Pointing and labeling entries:
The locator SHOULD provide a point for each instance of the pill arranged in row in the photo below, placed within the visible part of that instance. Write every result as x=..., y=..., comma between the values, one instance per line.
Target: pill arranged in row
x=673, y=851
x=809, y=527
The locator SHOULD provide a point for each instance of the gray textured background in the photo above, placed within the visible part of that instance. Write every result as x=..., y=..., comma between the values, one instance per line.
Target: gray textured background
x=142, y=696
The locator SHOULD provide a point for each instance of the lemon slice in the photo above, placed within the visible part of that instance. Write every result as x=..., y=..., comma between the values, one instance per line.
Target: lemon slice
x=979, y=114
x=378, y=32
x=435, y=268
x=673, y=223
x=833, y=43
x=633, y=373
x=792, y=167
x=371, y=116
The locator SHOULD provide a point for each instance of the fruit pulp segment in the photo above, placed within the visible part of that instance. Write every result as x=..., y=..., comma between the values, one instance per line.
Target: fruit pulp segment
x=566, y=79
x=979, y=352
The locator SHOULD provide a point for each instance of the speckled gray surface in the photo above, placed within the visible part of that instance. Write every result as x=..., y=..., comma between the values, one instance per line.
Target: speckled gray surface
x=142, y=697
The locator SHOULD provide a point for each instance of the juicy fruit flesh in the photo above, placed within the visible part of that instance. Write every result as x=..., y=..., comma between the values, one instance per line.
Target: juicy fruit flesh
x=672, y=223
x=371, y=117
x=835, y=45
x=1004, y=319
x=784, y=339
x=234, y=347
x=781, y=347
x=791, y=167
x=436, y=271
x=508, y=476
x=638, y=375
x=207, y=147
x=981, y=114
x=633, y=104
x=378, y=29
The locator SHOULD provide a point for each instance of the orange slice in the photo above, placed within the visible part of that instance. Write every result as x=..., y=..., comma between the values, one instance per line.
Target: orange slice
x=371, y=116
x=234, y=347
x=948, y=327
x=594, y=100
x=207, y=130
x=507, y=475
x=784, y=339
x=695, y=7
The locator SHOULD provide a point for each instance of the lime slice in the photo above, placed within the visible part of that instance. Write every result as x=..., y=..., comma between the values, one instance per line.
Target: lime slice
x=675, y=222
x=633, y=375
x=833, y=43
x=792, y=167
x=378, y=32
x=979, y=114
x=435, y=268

> **PROMPT**
Please lay out the entries above as a two-column CSV with the header text,answer, giving one row per entry. Put the entry's text in the first field and its answer in the second, quoting each field and turning any line breaks into spaces.

> **WRITTEN SOLUTION**
text,answer
"The locator SHOULD provide a point for each instance of the pill arranged in row in the photo below, placed within the visible part of that instance. Write every result as x=..., y=..., comma between the values, one instance per line. Target: pill arranged in row","x=673, y=851 x=809, y=527"
"The locator SHOULD provide a point for each instance of the gray textured background in the photo above, placed within the visible part of that instance. Write every result as x=..., y=..., comma between the values, one instance per line. Target: gray textured background","x=142, y=696"
"The locator SHOULD provide a point for each instance of the lemon slice in the photo above, placed within the visible part of that instance. Write every result as x=..., y=..., comma between the values, one instance per line. Target: lemon slice","x=979, y=114 x=378, y=32 x=435, y=268 x=673, y=223 x=833, y=43 x=633, y=373 x=792, y=167 x=371, y=116"
"The locator SHOULD provide a point for each instance of the fruit pulp segment in the photo above, placed within the visible part of that instance. Write every result as x=..., y=..., comma between the values, one instance per line. Target: fruit pulp segment","x=566, y=79 x=979, y=352"
"The locator SHOULD provide a point for each instance of the speckled gray surface in the photo above, placed within the visible part of that instance. Write every result as x=..., y=..., comma between the values, one instance per line. Target: speckled gray surface","x=142, y=697"
"The locator SHOULD provide a point for each instance of the juicy fruit flesh in the photo above, placed within the visible part of that instance. Write every result as x=..., y=..., comma between the values, one instance per line. Target: juicy fruit flesh","x=672, y=223 x=371, y=117 x=835, y=45 x=1004, y=319 x=784, y=339 x=234, y=347 x=781, y=347 x=791, y=167 x=436, y=271 x=508, y=476 x=638, y=375 x=207, y=147 x=981, y=114 x=633, y=104 x=378, y=29"
"The locator SHOULD provide a point for each instance of the orange slice in the photo above, placed within the visible part of that instance. Write every result as x=..., y=..., comma between the values, one instance per line. Target: orange slice","x=371, y=116 x=234, y=347 x=948, y=327 x=594, y=100 x=207, y=130 x=507, y=475 x=784, y=339 x=695, y=7"
"The locator SHOULD provide a point for each instance of the lime slice in the photo above, placed within the visible part of that instance. Write every result as x=..., y=..., comma between the values, one instance per line. Target: lime slice","x=675, y=222 x=633, y=375 x=833, y=43 x=792, y=167 x=378, y=32 x=979, y=114 x=435, y=268"